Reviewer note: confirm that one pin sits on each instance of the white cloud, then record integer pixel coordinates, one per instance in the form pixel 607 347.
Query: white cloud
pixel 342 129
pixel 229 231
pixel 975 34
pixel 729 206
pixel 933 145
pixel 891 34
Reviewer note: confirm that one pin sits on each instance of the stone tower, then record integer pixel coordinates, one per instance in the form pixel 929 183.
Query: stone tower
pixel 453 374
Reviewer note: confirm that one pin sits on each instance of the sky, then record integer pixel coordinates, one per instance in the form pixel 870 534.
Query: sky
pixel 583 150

····················

## TÂCHE DONNÉE:
Recopiez sans aucune modification toutes les lignes des enregistrements ci-dessus.

## SOLUTION COMPLÈTE:
Reviewer note: confirm that one pin sits on each instance of the white cloud, then record integer pixel coordinates, one per instance in the form pixel 607 347.
Query: white cloud
pixel 342 129
pixel 229 231
pixel 975 34
pixel 729 206
pixel 933 145
pixel 891 34
Reviewer note: confirm that one pin sits on each instance of the stone tower, then record integer pixel coordinates, one per instance in the form pixel 929 183.
Query: stone tower
pixel 453 374
Reviewer note: confirm that one pin sits on each instance of the sky, then record integer pixel coordinates, one per instance in the form pixel 870 534.
Query: sky
pixel 583 150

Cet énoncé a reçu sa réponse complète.